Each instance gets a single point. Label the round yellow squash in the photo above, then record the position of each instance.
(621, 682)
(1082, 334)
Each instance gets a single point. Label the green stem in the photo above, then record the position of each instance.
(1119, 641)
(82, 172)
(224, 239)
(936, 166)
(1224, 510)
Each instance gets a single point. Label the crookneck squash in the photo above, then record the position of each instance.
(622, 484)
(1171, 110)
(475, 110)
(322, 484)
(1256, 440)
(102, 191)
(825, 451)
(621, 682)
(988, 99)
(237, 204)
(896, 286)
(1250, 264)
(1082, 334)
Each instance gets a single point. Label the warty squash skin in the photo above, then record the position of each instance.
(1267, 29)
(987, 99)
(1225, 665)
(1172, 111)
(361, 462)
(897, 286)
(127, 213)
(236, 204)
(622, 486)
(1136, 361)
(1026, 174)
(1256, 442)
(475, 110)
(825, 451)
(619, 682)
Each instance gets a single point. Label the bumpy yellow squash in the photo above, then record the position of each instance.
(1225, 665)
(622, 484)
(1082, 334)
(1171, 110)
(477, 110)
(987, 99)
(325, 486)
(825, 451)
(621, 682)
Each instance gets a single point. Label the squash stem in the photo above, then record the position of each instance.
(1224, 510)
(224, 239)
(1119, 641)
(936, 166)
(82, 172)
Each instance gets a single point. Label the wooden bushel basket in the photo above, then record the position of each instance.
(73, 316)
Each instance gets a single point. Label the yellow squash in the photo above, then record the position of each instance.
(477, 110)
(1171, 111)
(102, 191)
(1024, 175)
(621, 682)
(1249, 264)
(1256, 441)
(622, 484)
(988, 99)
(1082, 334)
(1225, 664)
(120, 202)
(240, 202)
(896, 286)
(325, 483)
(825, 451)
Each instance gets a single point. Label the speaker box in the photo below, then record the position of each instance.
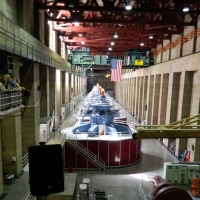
(27, 93)
(46, 169)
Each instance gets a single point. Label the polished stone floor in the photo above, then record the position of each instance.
(118, 183)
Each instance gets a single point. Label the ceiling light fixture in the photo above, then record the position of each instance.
(115, 35)
(186, 9)
(128, 6)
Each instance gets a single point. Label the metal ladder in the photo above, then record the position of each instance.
(86, 153)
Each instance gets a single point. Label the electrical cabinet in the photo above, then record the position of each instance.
(192, 171)
(178, 173)
(76, 59)
(46, 127)
(63, 114)
(97, 59)
(104, 59)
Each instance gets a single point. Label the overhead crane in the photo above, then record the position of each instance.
(185, 128)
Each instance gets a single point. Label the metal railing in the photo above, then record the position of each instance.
(86, 153)
(10, 99)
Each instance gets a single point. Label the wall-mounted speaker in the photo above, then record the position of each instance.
(27, 93)
(46, 169)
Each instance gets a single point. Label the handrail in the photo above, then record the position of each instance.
(95, 159)
(178, 41)
(141, 192)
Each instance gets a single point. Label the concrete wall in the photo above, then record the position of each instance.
(171, 88)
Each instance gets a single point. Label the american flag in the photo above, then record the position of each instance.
(116, 70)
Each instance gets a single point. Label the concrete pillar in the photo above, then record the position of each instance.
(145, 98)
(140, 98)
(16, 67)
(131, 96)
(186, 106)
(172, 102)
(163, 99)
(31, 113)
(53, 94)
(162, 105)
(67, 88)
(44, 100)
(194, 110)
(59, 94)
(11, 135)
(134, 96)
(181, 143)
(156, 99)
(150, 99)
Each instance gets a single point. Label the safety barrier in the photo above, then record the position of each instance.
(10, 99)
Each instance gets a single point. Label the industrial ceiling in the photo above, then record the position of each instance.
(144, 26)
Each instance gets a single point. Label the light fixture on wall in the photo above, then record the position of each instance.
(112, 43)
(128, 6)
(115, 35)
(186, 8)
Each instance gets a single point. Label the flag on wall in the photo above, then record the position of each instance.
(116, 70)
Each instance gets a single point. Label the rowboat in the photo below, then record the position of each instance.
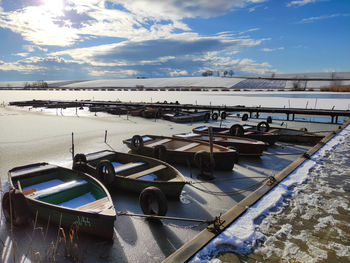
(240, 131)
(131, 172)
(59, 196)
(244, 146)
(183, 117)
(183, 151)
(289, 135)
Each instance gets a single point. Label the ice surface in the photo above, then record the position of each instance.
(244, 234)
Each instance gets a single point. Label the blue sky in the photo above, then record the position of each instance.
(96, 39)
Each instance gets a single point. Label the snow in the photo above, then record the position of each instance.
(243, 234)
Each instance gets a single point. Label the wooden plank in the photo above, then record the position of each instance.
(99, 204)
(148, 171)
(127, 166)
(187, 147)
(158, 143)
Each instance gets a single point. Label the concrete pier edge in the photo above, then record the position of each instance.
(190, 248)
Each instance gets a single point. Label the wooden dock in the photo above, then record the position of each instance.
(290, 112)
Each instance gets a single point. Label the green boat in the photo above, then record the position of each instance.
(60, 196)
(131, 172)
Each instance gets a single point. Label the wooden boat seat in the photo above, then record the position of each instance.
(97, 205)
(158, 142)
(127, 166)
(56, 189)
(148, 171)
(187, 147)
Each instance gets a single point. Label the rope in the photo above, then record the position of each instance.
(271, 154)
(227, 179)
(235, 192)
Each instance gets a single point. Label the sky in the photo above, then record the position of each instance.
(99, 39)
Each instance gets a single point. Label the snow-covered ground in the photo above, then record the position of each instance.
(200, 82)
(309, 227)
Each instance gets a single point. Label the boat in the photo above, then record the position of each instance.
(59, 196)
(131, 172)
(244, 146)
(288, 135)
(239, 131)
(183, 151)
(183, 117)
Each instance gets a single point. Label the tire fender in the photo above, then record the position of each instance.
(236, 130)
(79, 162)
(105, 172)
(223, 115)
(263, 126)
(245, 117)
(203, 161)
(159, 152)
(136, 142)
(151, 195)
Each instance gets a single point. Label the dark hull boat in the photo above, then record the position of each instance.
(184, 117)
(243, 145)
(60, 196)
(183, 151)
(239, 131)
(288, 135)
(131, 172)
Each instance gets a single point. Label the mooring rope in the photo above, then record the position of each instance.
(235, 192)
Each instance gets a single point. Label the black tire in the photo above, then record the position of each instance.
(263, 126)
(207, 117)
(159, 152)
(20, 210)
(105, 172)
(159, 113)
(223, 115)
(152, 195)
(80, 157)
(203, 161)
(136, 142)
(245, 117)
(236, 130)
(79, 162)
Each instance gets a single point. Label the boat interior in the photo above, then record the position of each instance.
(133, 166)
(179, 145)
(61, 187)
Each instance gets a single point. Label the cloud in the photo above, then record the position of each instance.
(272, 49)
(155, 51)
(178, 9)
(54, 24)
(178, 72)
(298, 3)
(317, 18)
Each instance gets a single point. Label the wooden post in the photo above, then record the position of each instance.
(210, 130)
(72, 149)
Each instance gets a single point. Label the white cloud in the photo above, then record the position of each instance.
(302, 2)
(178, 9)
(272, 49)
(317, 18)
(95, 72)
(178, 72)
(32, 48)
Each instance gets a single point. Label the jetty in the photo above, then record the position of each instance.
(252, 111)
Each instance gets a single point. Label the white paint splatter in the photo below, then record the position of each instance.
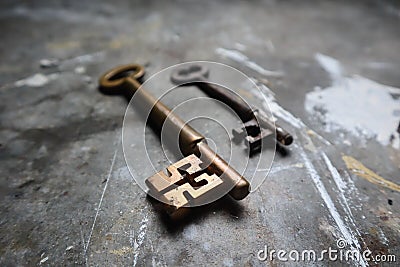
(331, 66)
(36, 80)
(342, 187)
(346, 232)
(190, 232)
(228, 262)
(356, 104)
(243, 59)
(382, 237)
(43, 260)
(140, 238)
(276, 109)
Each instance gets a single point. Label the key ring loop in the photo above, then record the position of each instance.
(115, 77)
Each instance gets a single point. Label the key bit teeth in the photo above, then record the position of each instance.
(186, 185)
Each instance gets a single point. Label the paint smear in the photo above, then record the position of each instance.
(243, 59)
(122, 251)
(360, 170)
(344, 229)
(36, 80)
(356, 104)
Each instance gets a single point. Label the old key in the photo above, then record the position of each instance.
(201, 174)
(257, 125)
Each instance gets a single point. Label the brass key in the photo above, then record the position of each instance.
(201, 173)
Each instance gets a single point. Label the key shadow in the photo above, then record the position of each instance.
(225, 204)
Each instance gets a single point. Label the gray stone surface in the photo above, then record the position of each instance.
(67, 197)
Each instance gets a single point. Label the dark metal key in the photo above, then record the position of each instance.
(257, 125)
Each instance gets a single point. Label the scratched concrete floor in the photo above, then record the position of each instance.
(67, 197)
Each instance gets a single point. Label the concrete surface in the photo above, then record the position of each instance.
(67, 197)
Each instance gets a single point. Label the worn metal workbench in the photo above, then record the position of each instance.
(67, 197)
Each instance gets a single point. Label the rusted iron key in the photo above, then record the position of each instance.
(201, 174)
(257, 125)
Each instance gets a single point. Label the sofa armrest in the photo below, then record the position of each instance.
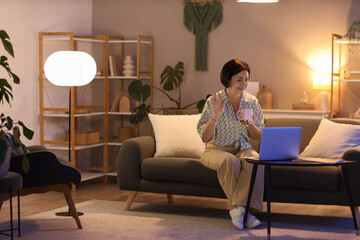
_ _ _ _
AIM OF THE TASK → Pick out each line above that contains the word "light", matching case exactly, and copy those lines in full.

EXPECTED ANSWER →
Each instance gets a single point. Label the ceiling light fixture in the photo above, then record the position of each instance.
Each instance gets a single point. Label the light fixture on wall in the photo above, then record the position of each instance.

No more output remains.